(Raw data Opens)

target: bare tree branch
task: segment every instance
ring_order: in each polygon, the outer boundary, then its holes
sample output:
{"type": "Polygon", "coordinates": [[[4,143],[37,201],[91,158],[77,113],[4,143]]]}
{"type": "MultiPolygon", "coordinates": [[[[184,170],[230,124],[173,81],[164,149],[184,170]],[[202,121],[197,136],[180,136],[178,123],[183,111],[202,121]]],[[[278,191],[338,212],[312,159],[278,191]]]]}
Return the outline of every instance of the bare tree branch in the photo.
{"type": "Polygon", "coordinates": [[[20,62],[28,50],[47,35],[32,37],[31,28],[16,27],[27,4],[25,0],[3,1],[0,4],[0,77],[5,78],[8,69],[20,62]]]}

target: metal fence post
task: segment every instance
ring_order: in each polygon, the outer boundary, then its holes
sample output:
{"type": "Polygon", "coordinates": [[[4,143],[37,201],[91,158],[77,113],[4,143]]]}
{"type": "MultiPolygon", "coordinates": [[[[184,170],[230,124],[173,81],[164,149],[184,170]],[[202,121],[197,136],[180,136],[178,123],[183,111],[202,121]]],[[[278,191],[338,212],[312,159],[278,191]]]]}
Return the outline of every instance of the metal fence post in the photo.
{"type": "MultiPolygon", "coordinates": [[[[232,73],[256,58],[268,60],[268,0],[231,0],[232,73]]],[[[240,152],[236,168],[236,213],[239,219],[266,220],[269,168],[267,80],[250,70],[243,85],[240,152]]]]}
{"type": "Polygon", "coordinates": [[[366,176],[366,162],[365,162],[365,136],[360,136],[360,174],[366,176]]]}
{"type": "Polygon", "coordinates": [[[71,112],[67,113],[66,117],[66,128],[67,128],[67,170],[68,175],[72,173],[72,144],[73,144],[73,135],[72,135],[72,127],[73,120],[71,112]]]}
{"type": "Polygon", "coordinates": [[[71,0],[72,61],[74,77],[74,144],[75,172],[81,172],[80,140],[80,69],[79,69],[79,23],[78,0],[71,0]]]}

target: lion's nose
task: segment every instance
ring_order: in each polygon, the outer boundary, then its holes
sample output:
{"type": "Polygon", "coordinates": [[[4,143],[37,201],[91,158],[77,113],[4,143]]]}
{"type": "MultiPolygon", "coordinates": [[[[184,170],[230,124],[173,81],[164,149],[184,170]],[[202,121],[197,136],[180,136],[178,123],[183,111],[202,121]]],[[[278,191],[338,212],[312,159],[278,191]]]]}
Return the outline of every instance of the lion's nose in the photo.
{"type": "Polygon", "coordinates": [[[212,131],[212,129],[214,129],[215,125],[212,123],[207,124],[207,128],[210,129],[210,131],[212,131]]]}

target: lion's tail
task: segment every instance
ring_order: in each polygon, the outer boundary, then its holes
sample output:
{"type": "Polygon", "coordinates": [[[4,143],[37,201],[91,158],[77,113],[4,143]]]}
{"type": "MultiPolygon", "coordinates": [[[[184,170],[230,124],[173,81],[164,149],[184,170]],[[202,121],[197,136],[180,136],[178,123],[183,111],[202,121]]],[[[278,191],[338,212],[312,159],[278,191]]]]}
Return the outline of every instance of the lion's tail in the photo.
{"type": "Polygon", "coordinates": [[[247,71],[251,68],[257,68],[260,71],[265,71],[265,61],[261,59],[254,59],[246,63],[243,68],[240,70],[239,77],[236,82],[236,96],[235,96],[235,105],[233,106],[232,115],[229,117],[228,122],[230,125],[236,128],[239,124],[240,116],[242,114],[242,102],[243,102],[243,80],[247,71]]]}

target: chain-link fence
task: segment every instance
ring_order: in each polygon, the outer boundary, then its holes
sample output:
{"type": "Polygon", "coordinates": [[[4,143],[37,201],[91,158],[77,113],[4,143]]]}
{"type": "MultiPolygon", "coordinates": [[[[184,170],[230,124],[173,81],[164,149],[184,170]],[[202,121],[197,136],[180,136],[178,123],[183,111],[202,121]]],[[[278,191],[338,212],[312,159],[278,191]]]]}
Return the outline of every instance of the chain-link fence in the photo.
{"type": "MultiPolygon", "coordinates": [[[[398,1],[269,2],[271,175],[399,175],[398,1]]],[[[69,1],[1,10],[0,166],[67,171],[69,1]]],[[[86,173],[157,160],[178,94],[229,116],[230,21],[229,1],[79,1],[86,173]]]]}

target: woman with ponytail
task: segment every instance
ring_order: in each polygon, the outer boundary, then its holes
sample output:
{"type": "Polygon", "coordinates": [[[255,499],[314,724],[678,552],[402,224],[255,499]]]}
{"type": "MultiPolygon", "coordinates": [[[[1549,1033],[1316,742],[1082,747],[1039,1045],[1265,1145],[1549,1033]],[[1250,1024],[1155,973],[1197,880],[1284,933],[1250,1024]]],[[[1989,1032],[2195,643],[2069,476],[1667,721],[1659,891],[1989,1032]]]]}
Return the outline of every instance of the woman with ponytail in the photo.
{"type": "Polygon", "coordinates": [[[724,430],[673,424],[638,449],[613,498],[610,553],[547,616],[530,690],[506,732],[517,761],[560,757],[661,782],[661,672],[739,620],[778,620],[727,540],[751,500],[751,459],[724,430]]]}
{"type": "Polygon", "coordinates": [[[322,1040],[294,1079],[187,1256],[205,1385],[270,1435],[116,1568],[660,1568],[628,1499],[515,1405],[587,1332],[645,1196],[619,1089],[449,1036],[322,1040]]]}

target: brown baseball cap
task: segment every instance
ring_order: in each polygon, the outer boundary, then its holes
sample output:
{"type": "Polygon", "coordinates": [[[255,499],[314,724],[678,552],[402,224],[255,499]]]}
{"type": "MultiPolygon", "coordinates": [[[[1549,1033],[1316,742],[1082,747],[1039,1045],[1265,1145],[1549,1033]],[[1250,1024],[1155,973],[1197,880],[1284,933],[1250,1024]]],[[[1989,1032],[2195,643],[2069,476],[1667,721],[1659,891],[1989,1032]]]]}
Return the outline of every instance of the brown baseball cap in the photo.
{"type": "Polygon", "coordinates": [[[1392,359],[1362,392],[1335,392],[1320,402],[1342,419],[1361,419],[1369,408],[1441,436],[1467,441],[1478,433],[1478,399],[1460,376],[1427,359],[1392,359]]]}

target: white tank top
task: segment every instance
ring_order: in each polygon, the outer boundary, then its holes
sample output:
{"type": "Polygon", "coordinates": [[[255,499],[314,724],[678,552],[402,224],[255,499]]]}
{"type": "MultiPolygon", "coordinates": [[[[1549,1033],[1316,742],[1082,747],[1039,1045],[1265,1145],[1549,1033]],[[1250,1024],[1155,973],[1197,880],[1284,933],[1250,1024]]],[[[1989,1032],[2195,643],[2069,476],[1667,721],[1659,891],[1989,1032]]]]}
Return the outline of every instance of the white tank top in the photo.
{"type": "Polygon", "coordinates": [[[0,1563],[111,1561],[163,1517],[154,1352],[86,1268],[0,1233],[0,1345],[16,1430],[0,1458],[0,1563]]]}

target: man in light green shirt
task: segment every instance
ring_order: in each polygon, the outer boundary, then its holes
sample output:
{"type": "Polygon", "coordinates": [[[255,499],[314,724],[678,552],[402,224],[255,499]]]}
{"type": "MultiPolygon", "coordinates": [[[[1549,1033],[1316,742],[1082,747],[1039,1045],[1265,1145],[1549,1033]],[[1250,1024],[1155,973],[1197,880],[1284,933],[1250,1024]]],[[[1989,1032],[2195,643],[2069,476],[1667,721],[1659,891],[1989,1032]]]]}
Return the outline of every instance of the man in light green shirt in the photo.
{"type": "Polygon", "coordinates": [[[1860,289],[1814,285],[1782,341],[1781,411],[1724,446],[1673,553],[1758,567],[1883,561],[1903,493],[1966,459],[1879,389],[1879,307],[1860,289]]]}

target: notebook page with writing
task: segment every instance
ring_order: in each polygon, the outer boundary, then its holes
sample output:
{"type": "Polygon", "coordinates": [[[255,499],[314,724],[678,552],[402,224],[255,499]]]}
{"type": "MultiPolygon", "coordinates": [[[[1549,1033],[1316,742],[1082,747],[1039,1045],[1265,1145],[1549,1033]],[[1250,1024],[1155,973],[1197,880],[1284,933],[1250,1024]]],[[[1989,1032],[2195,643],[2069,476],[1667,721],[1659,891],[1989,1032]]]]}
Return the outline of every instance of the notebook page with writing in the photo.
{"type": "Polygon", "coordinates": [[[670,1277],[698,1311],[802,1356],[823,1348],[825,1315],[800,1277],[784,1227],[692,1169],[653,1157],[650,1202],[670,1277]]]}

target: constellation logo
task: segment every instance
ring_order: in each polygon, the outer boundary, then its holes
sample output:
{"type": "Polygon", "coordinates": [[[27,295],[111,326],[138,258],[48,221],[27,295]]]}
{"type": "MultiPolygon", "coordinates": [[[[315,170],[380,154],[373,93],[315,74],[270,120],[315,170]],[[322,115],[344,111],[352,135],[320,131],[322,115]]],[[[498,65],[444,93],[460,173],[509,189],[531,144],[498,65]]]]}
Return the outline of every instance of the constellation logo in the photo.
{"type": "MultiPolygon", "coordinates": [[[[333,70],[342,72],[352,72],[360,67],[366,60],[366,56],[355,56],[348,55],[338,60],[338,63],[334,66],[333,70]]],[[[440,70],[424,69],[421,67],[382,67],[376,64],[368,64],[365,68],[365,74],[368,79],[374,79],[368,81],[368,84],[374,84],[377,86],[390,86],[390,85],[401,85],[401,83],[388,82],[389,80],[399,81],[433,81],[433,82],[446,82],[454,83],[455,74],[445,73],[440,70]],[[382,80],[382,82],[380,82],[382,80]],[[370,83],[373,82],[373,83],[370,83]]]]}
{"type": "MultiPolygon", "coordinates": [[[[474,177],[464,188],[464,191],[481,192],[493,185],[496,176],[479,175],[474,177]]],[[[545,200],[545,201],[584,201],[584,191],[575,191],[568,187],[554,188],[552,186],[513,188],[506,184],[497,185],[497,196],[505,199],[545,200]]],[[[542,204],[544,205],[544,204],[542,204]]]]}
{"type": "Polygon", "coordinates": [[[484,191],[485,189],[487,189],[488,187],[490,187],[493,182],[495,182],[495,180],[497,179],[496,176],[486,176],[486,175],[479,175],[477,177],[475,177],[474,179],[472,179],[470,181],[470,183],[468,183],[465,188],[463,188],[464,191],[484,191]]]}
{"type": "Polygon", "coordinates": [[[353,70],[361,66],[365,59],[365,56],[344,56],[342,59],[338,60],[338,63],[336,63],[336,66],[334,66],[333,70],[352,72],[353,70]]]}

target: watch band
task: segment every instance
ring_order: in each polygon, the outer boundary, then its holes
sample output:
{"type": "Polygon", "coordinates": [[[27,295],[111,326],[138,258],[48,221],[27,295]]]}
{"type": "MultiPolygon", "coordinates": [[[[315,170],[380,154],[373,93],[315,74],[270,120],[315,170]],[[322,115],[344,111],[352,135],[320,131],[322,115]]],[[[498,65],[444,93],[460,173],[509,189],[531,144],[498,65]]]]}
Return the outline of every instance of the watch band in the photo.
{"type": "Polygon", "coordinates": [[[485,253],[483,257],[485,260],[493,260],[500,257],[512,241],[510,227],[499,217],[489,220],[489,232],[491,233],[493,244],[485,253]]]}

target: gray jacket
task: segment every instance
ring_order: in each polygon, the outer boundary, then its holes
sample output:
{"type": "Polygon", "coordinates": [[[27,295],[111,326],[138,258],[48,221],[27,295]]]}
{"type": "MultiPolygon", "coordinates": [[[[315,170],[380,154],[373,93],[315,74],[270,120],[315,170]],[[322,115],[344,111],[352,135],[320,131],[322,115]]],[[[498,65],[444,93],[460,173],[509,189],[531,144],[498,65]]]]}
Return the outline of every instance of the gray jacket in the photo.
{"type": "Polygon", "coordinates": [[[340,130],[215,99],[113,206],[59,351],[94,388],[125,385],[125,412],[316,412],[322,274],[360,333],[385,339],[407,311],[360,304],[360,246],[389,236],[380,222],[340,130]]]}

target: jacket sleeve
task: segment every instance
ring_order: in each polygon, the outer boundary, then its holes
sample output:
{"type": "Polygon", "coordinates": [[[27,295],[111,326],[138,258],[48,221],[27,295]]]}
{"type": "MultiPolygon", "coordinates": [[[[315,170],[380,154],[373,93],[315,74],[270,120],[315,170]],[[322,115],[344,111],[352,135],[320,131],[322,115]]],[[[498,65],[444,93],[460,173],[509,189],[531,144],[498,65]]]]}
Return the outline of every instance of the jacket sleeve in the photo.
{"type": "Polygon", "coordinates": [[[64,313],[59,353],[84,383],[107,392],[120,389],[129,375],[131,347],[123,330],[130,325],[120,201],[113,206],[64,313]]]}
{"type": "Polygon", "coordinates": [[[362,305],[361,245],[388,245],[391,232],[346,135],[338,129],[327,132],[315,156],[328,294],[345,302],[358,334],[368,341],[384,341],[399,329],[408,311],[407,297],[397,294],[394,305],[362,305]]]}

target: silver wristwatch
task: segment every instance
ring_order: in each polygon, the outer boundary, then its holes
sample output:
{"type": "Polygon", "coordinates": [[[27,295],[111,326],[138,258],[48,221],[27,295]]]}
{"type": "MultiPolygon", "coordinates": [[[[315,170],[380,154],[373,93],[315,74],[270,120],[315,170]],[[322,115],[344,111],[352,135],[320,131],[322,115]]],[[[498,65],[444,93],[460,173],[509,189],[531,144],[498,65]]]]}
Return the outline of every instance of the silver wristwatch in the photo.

(Raw data Closes)

If a line in the records contains the word "wristwatch", copy it out.

target: silver wristwatch
Return the outline of every instance of the silver wristwatch in the photo.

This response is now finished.